[Dataset entries]
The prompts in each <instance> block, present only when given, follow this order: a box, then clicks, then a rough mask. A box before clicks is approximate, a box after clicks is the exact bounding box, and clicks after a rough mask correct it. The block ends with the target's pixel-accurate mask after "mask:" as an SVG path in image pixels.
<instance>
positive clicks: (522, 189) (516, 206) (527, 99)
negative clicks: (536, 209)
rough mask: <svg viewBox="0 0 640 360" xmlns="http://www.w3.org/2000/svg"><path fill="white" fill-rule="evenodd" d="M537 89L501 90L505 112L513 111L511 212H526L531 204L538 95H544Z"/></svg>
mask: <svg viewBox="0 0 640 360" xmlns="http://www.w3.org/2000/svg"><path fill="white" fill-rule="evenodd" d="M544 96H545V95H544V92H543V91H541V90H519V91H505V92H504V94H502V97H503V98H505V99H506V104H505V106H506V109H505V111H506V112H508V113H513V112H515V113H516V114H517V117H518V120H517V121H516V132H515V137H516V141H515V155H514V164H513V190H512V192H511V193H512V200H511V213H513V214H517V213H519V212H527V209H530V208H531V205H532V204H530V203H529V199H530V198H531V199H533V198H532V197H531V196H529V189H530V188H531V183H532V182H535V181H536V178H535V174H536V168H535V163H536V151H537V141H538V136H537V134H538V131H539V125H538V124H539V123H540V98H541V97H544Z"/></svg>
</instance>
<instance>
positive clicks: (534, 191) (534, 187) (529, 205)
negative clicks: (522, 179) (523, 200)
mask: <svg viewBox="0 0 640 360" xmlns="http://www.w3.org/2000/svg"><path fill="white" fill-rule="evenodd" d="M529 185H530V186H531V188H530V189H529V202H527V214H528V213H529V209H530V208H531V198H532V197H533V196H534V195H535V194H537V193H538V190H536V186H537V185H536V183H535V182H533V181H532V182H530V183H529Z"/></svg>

Exercise directions. For the entries above, count the lines that contain the string "instance", and state that number without further comment.

Response below. 4